◆ **DATASET ROWS**
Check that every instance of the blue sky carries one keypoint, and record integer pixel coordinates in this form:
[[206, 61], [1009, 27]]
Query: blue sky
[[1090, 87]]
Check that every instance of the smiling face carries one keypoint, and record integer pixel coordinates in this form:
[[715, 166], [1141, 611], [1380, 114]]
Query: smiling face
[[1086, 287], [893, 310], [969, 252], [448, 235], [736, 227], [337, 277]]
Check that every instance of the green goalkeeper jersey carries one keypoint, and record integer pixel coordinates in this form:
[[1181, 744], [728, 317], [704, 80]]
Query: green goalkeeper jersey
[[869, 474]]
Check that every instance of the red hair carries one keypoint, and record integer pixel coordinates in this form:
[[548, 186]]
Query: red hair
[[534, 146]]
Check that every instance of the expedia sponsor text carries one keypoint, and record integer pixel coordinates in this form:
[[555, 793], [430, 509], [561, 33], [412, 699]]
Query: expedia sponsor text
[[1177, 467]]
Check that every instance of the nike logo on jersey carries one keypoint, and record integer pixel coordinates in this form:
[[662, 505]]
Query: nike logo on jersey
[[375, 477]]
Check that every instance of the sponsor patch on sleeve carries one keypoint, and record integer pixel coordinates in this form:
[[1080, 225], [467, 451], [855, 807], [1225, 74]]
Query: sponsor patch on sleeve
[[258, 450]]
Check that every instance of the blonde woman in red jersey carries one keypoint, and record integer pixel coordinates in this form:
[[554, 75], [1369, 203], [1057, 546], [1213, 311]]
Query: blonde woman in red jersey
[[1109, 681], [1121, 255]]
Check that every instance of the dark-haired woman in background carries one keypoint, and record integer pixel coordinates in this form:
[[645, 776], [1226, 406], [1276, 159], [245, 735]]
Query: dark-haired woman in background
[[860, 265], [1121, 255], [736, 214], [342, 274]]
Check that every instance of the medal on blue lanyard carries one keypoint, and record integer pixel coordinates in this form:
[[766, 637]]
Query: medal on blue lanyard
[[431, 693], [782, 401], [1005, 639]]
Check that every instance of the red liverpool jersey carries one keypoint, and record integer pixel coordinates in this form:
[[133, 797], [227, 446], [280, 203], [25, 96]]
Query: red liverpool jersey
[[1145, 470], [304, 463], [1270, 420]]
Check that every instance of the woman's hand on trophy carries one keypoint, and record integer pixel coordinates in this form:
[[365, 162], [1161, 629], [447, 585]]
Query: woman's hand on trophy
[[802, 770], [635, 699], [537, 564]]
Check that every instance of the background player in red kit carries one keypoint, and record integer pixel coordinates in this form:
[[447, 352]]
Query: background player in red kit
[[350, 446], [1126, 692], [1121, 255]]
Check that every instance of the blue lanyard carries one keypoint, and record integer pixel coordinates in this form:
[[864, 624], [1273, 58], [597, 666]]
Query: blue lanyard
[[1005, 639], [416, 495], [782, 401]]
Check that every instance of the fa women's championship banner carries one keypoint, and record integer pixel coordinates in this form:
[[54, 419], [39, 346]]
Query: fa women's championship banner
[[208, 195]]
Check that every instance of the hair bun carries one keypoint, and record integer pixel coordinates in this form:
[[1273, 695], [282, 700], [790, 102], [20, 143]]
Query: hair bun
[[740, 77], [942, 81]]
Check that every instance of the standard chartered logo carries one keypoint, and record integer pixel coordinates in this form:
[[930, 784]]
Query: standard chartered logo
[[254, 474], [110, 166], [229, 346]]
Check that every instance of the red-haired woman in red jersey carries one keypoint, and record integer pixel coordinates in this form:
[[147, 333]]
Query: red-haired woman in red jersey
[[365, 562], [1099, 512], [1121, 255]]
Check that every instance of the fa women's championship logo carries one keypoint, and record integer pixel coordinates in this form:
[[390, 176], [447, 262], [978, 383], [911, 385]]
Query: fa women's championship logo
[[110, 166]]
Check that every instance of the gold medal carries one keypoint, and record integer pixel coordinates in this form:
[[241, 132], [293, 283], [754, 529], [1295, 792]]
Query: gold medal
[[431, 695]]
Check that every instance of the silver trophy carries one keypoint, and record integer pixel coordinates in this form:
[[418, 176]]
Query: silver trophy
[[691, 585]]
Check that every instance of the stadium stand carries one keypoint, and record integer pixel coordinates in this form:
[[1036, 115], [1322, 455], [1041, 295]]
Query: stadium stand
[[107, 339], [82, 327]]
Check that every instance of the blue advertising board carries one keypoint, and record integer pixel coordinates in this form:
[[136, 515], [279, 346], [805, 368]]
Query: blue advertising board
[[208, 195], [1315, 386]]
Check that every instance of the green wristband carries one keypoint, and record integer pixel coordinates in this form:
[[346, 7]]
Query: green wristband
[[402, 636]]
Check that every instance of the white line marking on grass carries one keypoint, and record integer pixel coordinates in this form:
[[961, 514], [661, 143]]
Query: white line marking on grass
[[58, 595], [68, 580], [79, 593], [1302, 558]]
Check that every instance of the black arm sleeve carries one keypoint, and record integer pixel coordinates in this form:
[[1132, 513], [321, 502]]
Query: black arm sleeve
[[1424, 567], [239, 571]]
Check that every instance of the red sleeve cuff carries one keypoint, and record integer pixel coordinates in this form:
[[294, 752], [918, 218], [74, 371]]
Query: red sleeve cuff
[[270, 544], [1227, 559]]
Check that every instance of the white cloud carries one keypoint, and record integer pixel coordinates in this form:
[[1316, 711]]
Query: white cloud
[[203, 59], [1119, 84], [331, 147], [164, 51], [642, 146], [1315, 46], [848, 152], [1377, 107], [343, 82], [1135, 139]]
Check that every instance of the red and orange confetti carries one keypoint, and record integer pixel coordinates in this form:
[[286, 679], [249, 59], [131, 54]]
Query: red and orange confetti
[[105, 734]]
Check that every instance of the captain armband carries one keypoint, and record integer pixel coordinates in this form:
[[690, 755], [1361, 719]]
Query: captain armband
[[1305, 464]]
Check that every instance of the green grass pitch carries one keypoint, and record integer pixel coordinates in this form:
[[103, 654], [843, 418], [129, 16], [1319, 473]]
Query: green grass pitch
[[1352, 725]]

◆ **INSTRUCTION**
Rewrite the items from the start of the records through the line containing "[[869, 474]]", requests included, scaling every answer coordinate by 1.35 and rounding to whole numbers with halves rounded up. Leave the numbers in the requests and their format samples as they are.

◆ **ANSWER TO THIS EXERCISE**
Check that every instance of the blue sky carries one keypoint, and record integer pixel coordinates in this form:
[[206, 61], [1009, 27]]
Query: blue sky
[[1472, 117]]
Check that every instance of the smiling face carries one keypoint, and record integer pixel coordinates in this form:
[[715, 166], [1141, 611], [1380, 114]]
Query: smiling face
[[1466, 387], [1206, 419], [1308, 340], [605, 317], [994, 306], [455, 374]]
Check that every instance of the green goalkeeper jersey carries one keypoint, and record integer pixel coordinates in this form:
[[1181, 744], [728, 317], [704, 80]]
Query: green goalkeeper jersey
[[1173, 640]]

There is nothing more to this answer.